- STATED TASK 1
List the name of each Java file that the Hadoop commit notice reports as changed, giving only the final file name without its directory path.
-- Begin SELECTED EXTRACT --
Repository: hadoop
Updated Branches:
  refs/heads/trunk 18de6f204 -> 0d898b7bb


HADOOP-12502 SetReplication OutOfMemoryError. Contributed by Vinayakumar B.


Project: http://git-wip-us.apache.org/repos/asf/hadoop/repo
Commit: http://git-wip-us.apache.org/repos/asf/hadoop/commit/0d898b7b
Tree: http://git-wip-us.apache.org/repos/asf/hadoop/tree/0d898b7b
Diff: http://git-wip-us.apache.org/repos/asf/hadoop/diff/0d898b7b

Branch: refs/heads/trunk
Commit: 0d898b7bb8d8d616133236da979a4316be4c1a6f
Parents: 18de6f2
Author: Aaron Fabbri <fab...@apache.org>
Authored: Wed Apr 11 17:19:56 2018 -0700
Committer: Aaron Fabbri <fab...@apache.org>
Committed: Wed Apr 11 17:19:56 2018 -0700

----------------------------------------------------------------------
 .../apache/hadoop/fs/ChecksumFileSystem.java    |  9 ++-
 .../java/org/apache/hadoop/fs/FileSystem.java   |  2 +-
 .../org/apache/hadoop/fs/shell/Command.java     | 69 ++++++++++++++++++--
 .../apache/hadoop/fs/shell/CopyCommands.java    |  6 ++
 .../java/org/apache/hadoop/fs/shell/Ls.java     | 26 +++++++-
 .../org/apache/hadoop/fs/shell/PathData.java    | 27 ++++++++
 .../apache/hadoop/fs/shell/find/TestFind.java   | 34 +++++++++-
 7 files changed, 161 insertions(+), 12 deletions(-)
-- End SELECTED EXTRACT --
-- Begin DATA SECTION --
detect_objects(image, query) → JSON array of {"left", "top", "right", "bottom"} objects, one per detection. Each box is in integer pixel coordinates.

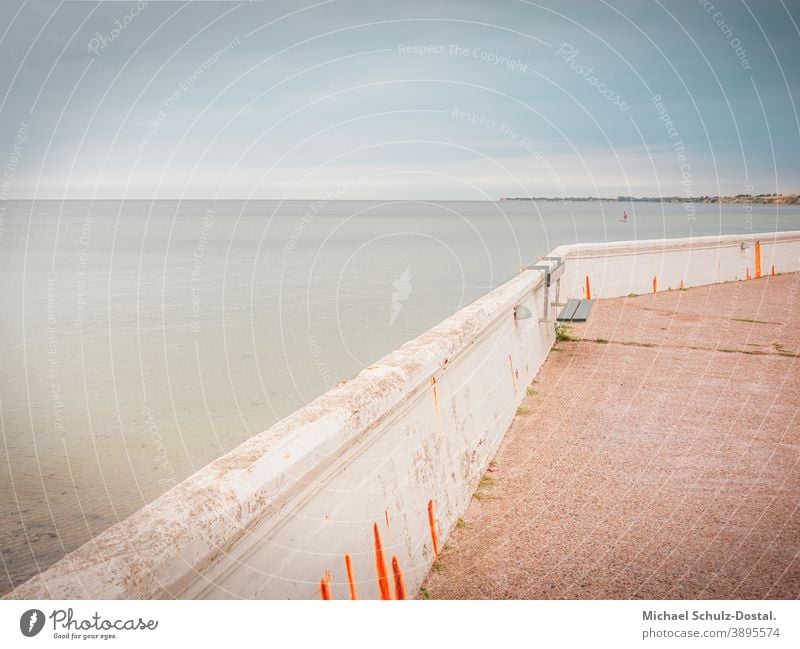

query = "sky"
[{"left": 0, "top": 0, "right": 800, "bottom": 200}]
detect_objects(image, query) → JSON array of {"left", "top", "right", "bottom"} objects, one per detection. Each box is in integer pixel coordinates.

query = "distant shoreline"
[{"left": 500, "top": 194, "right": 800, "bottom": 205}]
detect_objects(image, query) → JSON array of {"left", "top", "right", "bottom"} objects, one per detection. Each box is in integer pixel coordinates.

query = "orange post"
[
  {"left": 392, "top": 555, "right": 406, "bottom": 599},
  {"left": 319, "top": 572, "right": 332, "bottom": 599},
  {"left": 756, "top": 241, "right": 761, "bottom": 277},
  {"left": 372, "top": 523, "right": 392, "bottom": 599},
  {"left": 344, "top": 554, "right": 358, "bottom": 599},
  {"left": 428, "top": 500, "right": 439, "bottom": 557}
]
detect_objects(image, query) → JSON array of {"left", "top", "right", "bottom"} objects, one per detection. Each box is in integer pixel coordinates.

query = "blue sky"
[{"left": 0, "top": 0, "right": 800, "bottom": 200}]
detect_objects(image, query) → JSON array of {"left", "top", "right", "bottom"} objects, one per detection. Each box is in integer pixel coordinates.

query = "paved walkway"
[{"left": 423, "top": 274, "right": 800, "bottom": 599}]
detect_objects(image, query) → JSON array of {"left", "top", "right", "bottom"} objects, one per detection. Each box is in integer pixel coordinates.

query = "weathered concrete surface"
[
  {"left": 550, "top": 231, "right": 800, "bottom": 298},
  {"left": 4, "top": 232, "right": 800, "bottom": 599},
  {"left": 424, "top": 273, "right": 800, "bottom": 598}
]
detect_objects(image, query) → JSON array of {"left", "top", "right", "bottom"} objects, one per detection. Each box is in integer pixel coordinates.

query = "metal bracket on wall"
[{"left": 522, "top": 257, "right": 564, "bottom": 322}]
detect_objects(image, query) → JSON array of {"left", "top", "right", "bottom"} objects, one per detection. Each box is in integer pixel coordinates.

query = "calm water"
[{"left": 0, "top": 201, "right": 800, "bottom": 592}]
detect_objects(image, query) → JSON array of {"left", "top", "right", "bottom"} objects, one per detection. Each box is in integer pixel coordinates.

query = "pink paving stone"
[{"left": 424, "top": 273, "right": 800, "bottom": 599}]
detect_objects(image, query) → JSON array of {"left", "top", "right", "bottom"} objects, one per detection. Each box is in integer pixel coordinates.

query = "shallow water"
[{"left": 0, "top": 201, "right": 800, "bottom": 592}]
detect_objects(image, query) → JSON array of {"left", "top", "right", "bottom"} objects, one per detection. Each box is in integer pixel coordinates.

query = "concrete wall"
[
  {"left": 550, "top": 232, "right": 800, "bottom": 298},
  {"left": 9, "top": 232, "right": 800, "bottom": 599}
]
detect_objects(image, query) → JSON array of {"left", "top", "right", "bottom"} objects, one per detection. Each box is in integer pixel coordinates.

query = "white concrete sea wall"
[
  {"left": 7, "top": 232, "right": 800, "bottom": 599},
  {"left": 550, "top": 231, "right": 800, "bottom": 298},
  {"left": 10, "top": 262, "right": 554, "bottom": 599}
]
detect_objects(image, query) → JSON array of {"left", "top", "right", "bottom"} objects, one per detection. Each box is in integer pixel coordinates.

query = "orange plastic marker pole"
[
  {"left": 756, "top": 241, "right": 761, "bottom": 277},
  {"left": 372, "top": 523, "right": 392, "bottom": 599},
  {"left": 428, "top": 500, "right": 439, "bottom": 557},
  {"left": 344, "top": 554, "right": 358, "bottom": 599},
  {"left": 392, "top": 555, "right": 406, "bottom": 599},
  {"left": 319, "top": 572, "right": 333, "bottom": 599}
]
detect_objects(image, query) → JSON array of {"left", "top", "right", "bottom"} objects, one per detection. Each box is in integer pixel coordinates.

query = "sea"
[{"left": 0, "top": 200, "right": 800, "bottom": 593}]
-- End DATA SECTION --
- STATED TASK 2
Locate every line in the rows that contains the word "wall", and copy each one.

- COMPLETE RESPONSE 1
ChecksumFileSystem.java
FileSystem.java
Command.java
CopyCommands.java
Ls.java
PathData.java
TestFind.java

- COMPLETE RESPONSE 2
query = "metal bracket on wall"
query = "concrete wall"
query = "white concrete sea wall"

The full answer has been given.